**TEXT EXCERPT**.
Background Despite the obvious success of anti-TNFα agents in Rheumatoid Arthritis (RA) treatment, high number of non-responders and systemic adverse effects,1 including reactivation of latent infections, highlight the need of broader efficacy and improved safety profiles. Recently the importance of angiogenesis in the progression of arthritis has been unveiled.2 Angiogenesis can be exploited for tissue selective drug delivery approaches to drive in situ drug accumulation reducing systemic side effects.

Objectives Develop a bispecific antibody prodrug with vascular specificity to deliver an anti-TNFα payload to the arthritic tissue, allowing anti-TNFα activation selectively in the arthritic synovium and avoiding systemic TNFα engagement.

Methods The anti-ICAM1 variable region was cloned in fusion with the anti-TNFα antibody Adalimumab in a dual variable domain (DVD) bispecific format. Linker between the outer and inner variable domain was engineered to be short and bear an MMP1 cleavable site forming an activatable DVD (aDVD) antibody. Reactivity with RA human synovium was determined using immunohistochemistry on tissue sections. MMP1-mediated antibody activation was tested using RA synovial fluids and RA synovial fibroblasts. Activity and biological functionality of the anti-TNFα moiety was assessed in vitro using ELISA, Biacore and L-929 TNFα-cytotoxicity assays. Human TNF transgenic mouse model of arthritis (tg197) was used to assess in vivo therapeutic activity.

**DATA EXTRACT**.
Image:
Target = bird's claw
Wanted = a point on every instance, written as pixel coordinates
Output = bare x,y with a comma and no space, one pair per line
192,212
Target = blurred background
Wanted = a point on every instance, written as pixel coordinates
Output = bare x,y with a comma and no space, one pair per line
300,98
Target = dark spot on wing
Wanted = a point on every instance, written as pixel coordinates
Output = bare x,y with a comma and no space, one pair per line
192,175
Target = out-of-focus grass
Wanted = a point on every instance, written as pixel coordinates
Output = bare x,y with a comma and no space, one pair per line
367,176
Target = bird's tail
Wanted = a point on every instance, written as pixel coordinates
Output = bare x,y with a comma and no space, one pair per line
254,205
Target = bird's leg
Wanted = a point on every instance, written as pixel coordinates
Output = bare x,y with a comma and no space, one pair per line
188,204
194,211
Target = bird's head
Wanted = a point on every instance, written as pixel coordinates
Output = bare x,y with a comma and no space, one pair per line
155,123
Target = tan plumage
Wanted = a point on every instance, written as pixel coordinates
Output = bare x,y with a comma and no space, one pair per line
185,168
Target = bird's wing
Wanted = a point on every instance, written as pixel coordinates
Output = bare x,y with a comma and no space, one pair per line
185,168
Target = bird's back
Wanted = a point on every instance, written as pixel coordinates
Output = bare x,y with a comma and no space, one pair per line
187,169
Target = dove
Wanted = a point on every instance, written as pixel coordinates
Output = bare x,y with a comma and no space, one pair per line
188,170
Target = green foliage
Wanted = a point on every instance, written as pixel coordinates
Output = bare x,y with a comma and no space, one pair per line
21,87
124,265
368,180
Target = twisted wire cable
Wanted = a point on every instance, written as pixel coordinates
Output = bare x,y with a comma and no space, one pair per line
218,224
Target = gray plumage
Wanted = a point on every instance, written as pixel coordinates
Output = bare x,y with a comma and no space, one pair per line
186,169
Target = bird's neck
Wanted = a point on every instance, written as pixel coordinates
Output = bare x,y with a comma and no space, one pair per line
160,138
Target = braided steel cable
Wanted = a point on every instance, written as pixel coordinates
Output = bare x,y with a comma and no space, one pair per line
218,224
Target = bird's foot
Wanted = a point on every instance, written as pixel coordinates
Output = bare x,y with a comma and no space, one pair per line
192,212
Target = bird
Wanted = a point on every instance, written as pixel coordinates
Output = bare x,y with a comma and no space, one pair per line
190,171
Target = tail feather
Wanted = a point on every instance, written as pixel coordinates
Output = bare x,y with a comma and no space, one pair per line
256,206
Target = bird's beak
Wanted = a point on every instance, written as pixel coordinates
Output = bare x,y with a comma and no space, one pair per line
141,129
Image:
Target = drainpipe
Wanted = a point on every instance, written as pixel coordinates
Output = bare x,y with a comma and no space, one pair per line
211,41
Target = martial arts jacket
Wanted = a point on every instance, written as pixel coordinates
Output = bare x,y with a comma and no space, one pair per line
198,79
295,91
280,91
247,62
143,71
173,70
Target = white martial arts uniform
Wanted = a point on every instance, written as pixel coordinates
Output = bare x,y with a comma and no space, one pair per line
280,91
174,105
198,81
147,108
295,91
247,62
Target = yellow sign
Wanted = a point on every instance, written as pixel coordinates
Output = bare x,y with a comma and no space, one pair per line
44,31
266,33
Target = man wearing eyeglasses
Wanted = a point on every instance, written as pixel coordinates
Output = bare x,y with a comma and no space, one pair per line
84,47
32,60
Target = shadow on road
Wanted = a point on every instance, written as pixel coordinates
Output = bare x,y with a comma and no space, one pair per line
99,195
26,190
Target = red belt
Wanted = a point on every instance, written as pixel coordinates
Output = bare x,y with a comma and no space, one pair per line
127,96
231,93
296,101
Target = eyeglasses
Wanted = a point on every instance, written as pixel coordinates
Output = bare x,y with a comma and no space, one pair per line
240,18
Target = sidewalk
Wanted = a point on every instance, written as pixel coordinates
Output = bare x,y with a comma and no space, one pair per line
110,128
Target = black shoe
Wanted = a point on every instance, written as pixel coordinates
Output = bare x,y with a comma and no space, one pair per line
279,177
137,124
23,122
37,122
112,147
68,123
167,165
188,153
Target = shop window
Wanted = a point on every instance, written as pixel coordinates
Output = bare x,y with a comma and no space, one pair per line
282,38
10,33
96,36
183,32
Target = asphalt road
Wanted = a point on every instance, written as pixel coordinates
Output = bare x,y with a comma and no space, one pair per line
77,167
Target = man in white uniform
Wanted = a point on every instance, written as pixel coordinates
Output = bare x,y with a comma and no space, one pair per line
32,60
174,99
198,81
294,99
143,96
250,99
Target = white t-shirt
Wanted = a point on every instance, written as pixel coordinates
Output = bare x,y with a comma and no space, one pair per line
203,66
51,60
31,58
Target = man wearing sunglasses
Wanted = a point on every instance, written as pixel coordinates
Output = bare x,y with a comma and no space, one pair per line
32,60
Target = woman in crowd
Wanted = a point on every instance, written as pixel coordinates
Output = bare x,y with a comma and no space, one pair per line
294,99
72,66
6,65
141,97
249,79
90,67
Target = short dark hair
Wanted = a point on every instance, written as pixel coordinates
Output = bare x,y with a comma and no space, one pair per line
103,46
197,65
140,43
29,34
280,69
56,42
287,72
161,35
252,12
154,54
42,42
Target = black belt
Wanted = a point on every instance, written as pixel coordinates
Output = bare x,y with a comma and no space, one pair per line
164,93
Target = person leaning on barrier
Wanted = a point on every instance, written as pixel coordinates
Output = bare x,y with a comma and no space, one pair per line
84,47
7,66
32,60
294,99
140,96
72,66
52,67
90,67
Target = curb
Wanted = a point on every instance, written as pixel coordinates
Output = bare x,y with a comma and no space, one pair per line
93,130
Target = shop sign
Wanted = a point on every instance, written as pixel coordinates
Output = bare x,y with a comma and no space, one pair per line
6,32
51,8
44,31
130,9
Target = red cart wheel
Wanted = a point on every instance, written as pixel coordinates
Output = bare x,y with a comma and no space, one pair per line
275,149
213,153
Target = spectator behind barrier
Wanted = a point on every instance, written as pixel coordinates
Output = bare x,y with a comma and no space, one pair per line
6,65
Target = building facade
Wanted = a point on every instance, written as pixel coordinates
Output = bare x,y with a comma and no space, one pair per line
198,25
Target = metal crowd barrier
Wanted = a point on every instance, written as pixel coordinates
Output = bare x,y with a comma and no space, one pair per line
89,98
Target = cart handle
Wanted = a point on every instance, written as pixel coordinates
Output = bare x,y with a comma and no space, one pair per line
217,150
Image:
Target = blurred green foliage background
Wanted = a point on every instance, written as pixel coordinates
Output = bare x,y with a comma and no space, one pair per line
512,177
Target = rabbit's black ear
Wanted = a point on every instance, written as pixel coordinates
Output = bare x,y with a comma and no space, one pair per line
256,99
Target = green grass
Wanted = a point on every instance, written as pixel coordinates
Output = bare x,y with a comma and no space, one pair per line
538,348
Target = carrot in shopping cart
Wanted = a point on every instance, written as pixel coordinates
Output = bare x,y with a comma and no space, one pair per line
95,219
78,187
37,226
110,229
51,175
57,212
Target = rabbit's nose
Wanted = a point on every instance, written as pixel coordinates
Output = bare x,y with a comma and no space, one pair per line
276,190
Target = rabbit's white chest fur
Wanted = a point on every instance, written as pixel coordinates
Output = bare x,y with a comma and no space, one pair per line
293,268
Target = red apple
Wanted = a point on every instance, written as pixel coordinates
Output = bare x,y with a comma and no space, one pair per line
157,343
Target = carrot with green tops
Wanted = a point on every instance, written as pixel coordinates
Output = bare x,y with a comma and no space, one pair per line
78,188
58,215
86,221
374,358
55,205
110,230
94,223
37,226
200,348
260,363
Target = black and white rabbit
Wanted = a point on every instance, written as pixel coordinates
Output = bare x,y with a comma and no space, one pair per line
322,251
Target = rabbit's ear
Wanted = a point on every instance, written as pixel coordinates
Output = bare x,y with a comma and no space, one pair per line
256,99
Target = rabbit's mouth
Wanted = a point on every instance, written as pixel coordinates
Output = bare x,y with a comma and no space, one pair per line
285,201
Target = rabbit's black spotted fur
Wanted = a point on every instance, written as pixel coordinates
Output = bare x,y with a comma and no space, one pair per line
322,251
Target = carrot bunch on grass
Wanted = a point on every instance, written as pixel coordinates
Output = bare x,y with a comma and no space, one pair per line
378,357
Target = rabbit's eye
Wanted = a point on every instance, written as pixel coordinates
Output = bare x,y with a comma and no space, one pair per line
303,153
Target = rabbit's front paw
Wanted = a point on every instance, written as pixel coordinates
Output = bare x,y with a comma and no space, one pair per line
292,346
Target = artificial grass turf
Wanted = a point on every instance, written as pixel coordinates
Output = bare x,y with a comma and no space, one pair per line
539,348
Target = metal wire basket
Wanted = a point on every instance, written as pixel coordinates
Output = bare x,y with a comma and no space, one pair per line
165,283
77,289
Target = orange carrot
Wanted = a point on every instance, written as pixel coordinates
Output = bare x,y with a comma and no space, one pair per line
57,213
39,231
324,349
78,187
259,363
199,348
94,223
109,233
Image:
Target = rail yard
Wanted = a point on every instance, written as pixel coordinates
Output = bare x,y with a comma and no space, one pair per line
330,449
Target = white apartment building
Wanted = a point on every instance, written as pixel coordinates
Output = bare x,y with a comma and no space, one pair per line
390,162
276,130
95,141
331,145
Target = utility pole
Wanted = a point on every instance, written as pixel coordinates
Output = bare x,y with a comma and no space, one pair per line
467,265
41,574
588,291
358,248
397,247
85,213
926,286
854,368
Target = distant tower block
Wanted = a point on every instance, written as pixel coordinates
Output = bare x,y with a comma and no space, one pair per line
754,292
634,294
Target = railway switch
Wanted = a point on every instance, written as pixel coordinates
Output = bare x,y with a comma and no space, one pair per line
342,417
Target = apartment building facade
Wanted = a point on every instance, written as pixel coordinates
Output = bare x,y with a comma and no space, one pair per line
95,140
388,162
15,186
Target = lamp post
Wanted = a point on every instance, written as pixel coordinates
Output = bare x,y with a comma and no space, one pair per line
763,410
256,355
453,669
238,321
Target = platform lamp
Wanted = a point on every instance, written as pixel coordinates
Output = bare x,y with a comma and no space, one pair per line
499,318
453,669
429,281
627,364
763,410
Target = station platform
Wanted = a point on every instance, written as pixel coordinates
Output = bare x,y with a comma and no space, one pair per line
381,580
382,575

**QUESTIONS TO ANSWER**.
1 - Answer these questions about the rheumatoid arthritis antibody abstract, one answer per line:
(a) Which process has recently been shown to be important in the progression of arthritis?
(b) What cleavable site does the linker between the outer and inner variable domains carry?
(c) Which mouse model was used to assess in vivo therapeutic activity?
2 - Write the next part of the rheumatoid arthritis antibody abstract, continuing on from its last sentence.
The listing is not needed for anything asked here.

**EXERCISE RESPONSES**.
1 -
(a) Angiogenesis.
(b) An MMP1 cleavable site.
(c) The human TNF transgenic mouse model of arthritis (tg197).

2 -
Results The aDVD bispecific antibody was able to retain synovial microvascular targeting, conveyed by the anti-ICAM1 variable domain, in RA synovial tissue sections. The intact molecule however, showed a reduced capacity to bind TNFα with 500-fold affinity decrease caused by steric hindrance of the outer variable region. Digestion with physiologically relevant concentrations of MMP1 was sufficient to restore 100% anti-TNFα activity (EC50 53 pM) comparable to the parent Adalimumab antibody (49 pM). The un-processed aDVD antibody was significantly impaired in rescuing the L-929 cell line from TNFα-induced cytotoxicity. Digestion with MMP1 and activation of the anti-TNFα domain restored the anti-TNFα biological activity with an IC50 of 0.1 nM equal to Adalimumab IgG (IC50 0.1 nM). The antibody was also able to localise in the arthritic joint and reduce bone degradation in the tg197 mouse model in vivo.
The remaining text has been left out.